:: Job 1 ::
Return every line of the point labeling records below unchanged, leaving out the pictures.

:: Document section ::
Peer review of: Dunbar et al. (Rand Corp), Disentangling Within- and Between-Person Effects of Shared Risk Factors on E-cigarette and Cigarette Use Trajectories From Late Adolescence to Young Adulthood, Nicotine & Tobacco Research, 2018

by Carl V Phillips

For an explanation of what this post is, please see this brief footnote post.

The paper reviewed here is available at Sci-Hub. The paywalled link is here.

—–

The typical “gateway” paper consists of observing the exposure of whether subjects (typically teenagers) have, at baseline, engaged in a particular behavior (vaping, in this case), and then observing the association with an outcome behavior (in this case, smoking). There is also an even worse collection of papers that do not even assess the order of events and simply look at whether prevalent ever-exposed status is associated with prevalent smoking. All of these suffer from the obvious fatal problem that a positive association is inevitable because inclination to ever vape is associated with inclination to ever smoke. In a counterfactual world in which vapor products did not exist, someone who vaped in the real world would be more likely to smoke than average, and this would obviously not be caused by (nonexistent) vaping. In short, since a positive association is inevitable, regardless of whether the hypothesis “vaping causes smoking” is true, observing a positive association obviously tells us nothing about about the hypothesis.

The present paper attempts to improve upon the standard worthless analysis. This is a commendable goal, and there is information value in what was done (unlike most gateway papers). However, the contributed information is very modest and does not actually support the authors’ conclusions. In particular, they claim that their results support the gateway hypothesis, and that they do so in ways that the usual longitudinal studies do not. This is simply false.

Though a few dishonest actors in this space pretend otherwise, everyone knows that different people have different propensities to use a tobacco product, and the degree of propensity is going to be highly correlated across products, creating an obvious confounding problem. There are often covariates available that are associated with the latent propensity variable, and the more honest (but still fatally flawed) attempts at assessing gateway effects attend to them. However, the authors usually make the mistake common throughout health research: “We threw all the variables we happened to have into a single model, and therefore there must be no remaining confounding.”

The present authors go in a different direction and focus on how well the covariates they happen to have (mental health scores, other substance use, and the usual simple demographic information) predict the exposure. Their basic results show the usual expected patterns: Inclination to use one drug or product is associated with greater inclination to use another, as are what society judges to be inferior states of mental health.

The bells and whistles added by these authors consist of separate within- and between-person analyses. Between- vs within-subject analysis can do various things. But in this case there is really only a single somewhat interesting question they tease out, whether the variables (this particular set of variables that they happen to have!) predict whether someone starts smoking once you already know she started vaping. The answer is no, based on the data they happened to have (three waves from 2015 to 2017, recruited students attending school near Los Angeles, a total of 2039, mostly age 19 at the final wave) and the model they used.

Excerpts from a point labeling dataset
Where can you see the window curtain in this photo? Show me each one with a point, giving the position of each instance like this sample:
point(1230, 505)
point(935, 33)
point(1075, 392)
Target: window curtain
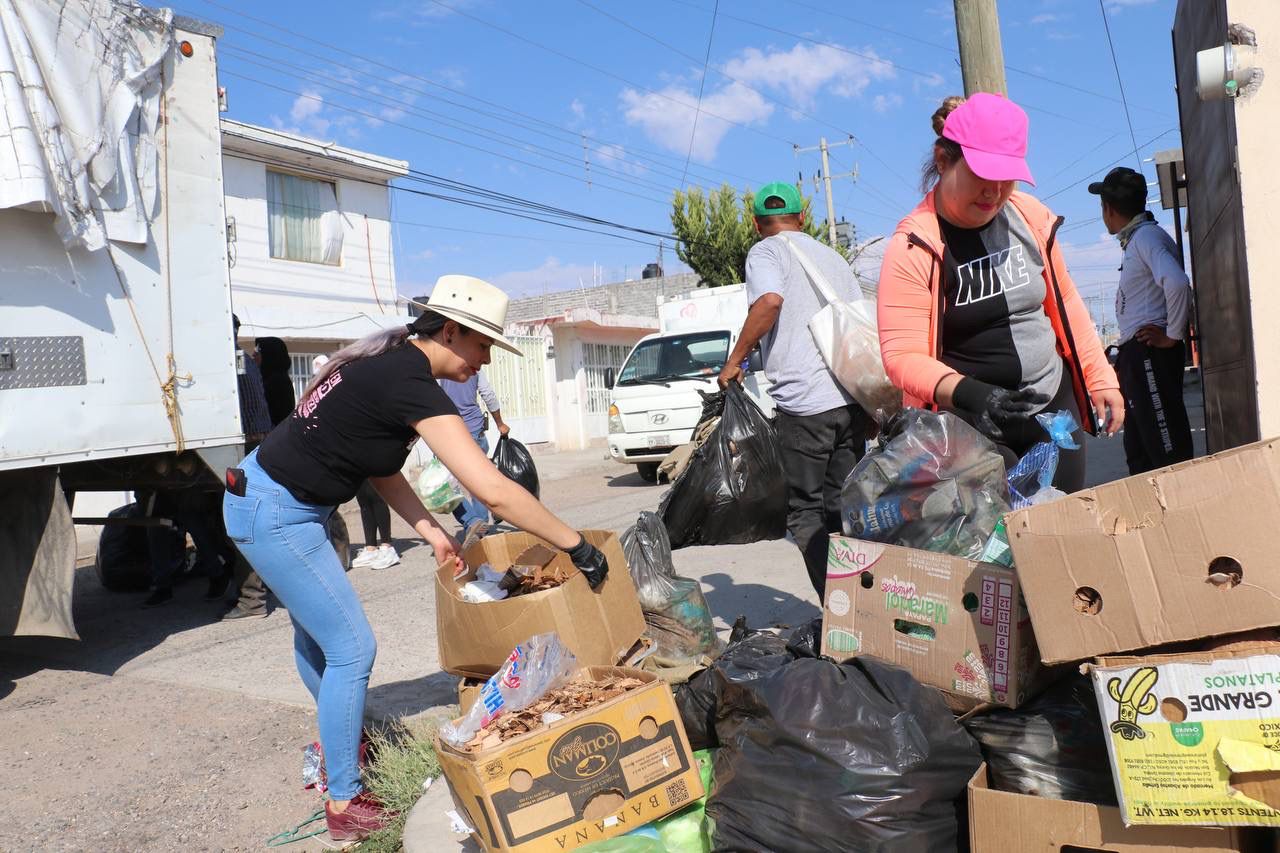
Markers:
point(305, 223)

:: Job 2 ::
Retype the peer review from "Peer review of: Dunbar" to "brief footnote post." word for word.

:: Correct result 1 ::
Where can you see the window curtain in this photo? Show me each one with a point, giving the position of each instance like this sample:
point(1230, 505)
point(935, 33)
point(1075, 392)
Target: window curtain
Markers:
point(305, 223)

:: Correct result 2 ::
Peer review of: Dunbar et al. (Rand Corp), Disentangling Within- and Between-Person Effects of Shared Risk Factors on E-cigarette and Cigarette Use Trajectories From Late Adolescence to Young Adulthood, Nicotine & Tobacco Research, 2018

by Carl V Phillips

For an explanation of what this post is, please see this brief footnote post.